EXERCISE BRIEF: Beginning with the line containing "Place one keypoint on each instance of the sunlit" and ending with the last line, repeat the records exactly.

Coordinate labeling data:
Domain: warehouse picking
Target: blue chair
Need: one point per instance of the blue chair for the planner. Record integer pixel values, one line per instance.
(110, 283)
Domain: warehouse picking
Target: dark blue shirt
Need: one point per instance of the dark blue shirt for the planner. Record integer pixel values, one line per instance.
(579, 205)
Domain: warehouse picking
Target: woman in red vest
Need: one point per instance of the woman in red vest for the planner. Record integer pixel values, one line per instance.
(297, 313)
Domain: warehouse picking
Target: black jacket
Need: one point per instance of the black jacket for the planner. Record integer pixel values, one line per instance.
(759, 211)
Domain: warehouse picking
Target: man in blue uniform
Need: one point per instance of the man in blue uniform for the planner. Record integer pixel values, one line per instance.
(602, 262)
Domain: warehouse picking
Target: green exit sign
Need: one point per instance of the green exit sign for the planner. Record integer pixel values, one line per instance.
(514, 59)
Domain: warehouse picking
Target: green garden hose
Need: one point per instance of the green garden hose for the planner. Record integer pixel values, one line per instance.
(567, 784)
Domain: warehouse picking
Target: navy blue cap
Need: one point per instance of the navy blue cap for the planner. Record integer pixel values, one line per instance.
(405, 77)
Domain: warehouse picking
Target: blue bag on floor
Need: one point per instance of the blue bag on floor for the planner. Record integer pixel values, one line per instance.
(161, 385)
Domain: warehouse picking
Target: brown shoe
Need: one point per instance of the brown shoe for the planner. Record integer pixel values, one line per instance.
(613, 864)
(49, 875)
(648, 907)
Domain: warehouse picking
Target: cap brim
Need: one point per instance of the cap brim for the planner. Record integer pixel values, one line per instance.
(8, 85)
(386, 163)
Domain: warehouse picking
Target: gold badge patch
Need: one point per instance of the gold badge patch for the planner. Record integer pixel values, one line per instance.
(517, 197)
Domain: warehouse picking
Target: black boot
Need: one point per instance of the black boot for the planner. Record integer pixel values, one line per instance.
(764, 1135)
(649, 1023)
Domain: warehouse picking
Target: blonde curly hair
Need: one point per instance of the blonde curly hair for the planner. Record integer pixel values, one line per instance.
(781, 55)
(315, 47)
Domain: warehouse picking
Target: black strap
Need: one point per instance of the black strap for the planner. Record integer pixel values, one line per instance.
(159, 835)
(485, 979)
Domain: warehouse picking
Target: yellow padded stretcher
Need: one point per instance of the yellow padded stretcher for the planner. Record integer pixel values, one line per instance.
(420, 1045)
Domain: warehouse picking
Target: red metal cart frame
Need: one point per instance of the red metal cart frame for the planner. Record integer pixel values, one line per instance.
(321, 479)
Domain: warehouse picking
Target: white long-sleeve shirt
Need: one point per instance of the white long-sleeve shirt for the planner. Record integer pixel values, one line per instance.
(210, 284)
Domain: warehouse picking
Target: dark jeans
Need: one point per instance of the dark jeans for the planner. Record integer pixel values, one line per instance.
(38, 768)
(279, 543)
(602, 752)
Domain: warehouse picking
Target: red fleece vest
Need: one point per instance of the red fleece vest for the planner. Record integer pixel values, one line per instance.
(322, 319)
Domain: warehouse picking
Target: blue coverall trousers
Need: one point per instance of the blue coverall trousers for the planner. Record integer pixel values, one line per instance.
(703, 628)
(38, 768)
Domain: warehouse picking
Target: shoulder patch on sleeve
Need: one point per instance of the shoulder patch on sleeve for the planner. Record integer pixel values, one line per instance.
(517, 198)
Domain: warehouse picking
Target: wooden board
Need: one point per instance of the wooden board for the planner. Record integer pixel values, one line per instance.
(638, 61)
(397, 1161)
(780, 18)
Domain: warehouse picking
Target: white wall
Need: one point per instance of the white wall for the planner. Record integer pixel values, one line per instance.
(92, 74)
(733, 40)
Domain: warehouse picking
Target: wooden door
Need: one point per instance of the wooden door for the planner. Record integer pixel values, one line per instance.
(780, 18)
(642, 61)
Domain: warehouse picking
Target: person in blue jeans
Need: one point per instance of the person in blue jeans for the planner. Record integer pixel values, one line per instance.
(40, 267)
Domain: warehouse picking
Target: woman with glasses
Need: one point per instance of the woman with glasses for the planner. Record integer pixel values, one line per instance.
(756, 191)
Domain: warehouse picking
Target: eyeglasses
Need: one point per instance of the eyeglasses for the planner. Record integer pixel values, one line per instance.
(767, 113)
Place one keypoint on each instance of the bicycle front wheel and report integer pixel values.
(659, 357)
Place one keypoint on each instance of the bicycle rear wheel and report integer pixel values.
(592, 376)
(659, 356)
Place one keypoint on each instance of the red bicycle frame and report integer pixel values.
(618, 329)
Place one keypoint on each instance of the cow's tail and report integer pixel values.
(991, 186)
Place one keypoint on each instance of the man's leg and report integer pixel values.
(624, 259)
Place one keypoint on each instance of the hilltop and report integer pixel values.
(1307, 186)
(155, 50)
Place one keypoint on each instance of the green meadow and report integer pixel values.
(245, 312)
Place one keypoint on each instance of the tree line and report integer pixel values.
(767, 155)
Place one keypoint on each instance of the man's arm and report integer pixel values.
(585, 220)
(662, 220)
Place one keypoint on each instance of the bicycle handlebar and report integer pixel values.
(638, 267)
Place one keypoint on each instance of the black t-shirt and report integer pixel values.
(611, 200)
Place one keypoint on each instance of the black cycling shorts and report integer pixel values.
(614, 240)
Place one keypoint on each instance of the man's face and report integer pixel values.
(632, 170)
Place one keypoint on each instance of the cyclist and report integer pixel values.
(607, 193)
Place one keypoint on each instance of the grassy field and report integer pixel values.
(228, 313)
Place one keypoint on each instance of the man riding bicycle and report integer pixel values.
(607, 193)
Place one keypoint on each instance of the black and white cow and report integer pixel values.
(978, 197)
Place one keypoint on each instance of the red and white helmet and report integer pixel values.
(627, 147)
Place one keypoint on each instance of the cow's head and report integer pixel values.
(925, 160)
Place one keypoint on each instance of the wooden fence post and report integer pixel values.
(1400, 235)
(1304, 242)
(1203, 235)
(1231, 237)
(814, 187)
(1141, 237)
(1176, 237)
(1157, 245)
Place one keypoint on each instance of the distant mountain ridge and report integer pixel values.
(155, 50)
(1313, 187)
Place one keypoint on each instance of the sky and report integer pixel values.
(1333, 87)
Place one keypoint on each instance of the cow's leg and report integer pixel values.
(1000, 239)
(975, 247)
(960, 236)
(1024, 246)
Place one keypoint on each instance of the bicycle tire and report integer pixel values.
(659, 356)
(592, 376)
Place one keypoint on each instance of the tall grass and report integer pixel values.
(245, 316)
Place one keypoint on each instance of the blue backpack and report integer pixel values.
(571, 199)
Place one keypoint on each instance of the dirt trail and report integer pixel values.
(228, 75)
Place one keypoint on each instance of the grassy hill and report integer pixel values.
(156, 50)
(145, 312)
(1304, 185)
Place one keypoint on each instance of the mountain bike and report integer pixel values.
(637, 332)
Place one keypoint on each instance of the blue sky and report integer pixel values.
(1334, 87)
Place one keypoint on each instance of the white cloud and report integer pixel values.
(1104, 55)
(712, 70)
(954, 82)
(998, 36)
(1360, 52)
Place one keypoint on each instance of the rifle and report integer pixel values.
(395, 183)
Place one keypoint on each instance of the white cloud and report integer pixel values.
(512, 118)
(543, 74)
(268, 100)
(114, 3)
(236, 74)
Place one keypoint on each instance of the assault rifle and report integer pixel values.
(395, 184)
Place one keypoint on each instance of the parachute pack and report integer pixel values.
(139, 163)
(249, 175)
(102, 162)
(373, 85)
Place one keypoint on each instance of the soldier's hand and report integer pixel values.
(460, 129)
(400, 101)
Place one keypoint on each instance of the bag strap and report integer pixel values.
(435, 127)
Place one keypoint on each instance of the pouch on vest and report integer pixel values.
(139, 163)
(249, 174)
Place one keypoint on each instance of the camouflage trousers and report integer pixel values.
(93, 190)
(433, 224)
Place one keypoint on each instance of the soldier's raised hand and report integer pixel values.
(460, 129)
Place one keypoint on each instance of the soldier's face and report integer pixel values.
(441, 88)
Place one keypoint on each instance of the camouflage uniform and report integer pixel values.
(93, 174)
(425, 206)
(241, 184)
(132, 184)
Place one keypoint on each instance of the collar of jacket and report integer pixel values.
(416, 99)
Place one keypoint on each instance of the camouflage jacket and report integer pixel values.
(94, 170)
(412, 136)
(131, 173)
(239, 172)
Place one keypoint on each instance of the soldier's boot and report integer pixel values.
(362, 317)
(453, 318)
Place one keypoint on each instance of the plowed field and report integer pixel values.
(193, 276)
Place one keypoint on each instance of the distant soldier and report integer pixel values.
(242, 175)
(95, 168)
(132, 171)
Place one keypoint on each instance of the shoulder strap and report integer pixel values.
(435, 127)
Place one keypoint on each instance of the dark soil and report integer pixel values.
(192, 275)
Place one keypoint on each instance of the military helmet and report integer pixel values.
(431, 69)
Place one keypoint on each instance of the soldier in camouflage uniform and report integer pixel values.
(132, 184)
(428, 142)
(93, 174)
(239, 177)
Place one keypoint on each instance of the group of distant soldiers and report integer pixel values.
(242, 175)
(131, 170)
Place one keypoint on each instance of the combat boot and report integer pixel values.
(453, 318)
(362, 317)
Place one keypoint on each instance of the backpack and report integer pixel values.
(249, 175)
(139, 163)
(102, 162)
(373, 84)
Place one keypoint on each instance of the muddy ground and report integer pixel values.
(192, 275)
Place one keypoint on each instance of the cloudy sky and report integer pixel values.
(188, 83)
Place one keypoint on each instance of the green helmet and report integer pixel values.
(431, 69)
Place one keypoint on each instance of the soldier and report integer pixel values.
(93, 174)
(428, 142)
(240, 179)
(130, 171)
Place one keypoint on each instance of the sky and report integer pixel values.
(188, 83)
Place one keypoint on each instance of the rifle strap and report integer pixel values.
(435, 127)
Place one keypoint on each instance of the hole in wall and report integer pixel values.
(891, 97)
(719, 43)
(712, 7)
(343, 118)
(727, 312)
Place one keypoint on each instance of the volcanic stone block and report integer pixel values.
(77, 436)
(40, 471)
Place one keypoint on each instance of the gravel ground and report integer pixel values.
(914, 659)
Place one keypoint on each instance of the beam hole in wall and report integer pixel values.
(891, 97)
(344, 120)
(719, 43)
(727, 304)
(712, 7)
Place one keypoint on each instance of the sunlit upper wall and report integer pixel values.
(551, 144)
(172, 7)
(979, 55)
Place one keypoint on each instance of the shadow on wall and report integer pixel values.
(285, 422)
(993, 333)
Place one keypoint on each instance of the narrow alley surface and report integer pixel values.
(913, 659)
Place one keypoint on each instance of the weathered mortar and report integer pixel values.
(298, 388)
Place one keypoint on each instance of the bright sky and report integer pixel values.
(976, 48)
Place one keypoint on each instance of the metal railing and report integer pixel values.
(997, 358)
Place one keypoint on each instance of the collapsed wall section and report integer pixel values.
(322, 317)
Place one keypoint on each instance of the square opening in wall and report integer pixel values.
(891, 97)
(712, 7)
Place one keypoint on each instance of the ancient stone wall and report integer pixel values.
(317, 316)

RESULT OF THE TASK:
Place one keypoint on each instance of the sunlit upper wall and report integer pixel values.
(551, 144)
(172, 7)
(979, 55)
Place one keypoint on each instance of the shadow on wall and report integer pixel values.
(285, 422)
(993, 333)
Place one keypoint on each instance of the narrow alley surface and report integer pixel values.
(913, 659)
Place one keypoint on each instance of the weathered mortar and report integer pixel values.
(298, 388)
Place one keypoint on each instance of the bright sky and report integer pixel values.
(976, 48)
Place one keypoint on each instance of the metal railing and report integer pixel values.
(997, 358)
Place one keypoint on each instance of the collapsed wall section and report integer pixel values.
(322, 317)
Place one keypoint on each instance of the square opening in wall and report integer pixel values.
(891, 97)
(712, 7)
Place one keypoint on each instance of the ancient stone wall and report integer pixel values.
(317, 316)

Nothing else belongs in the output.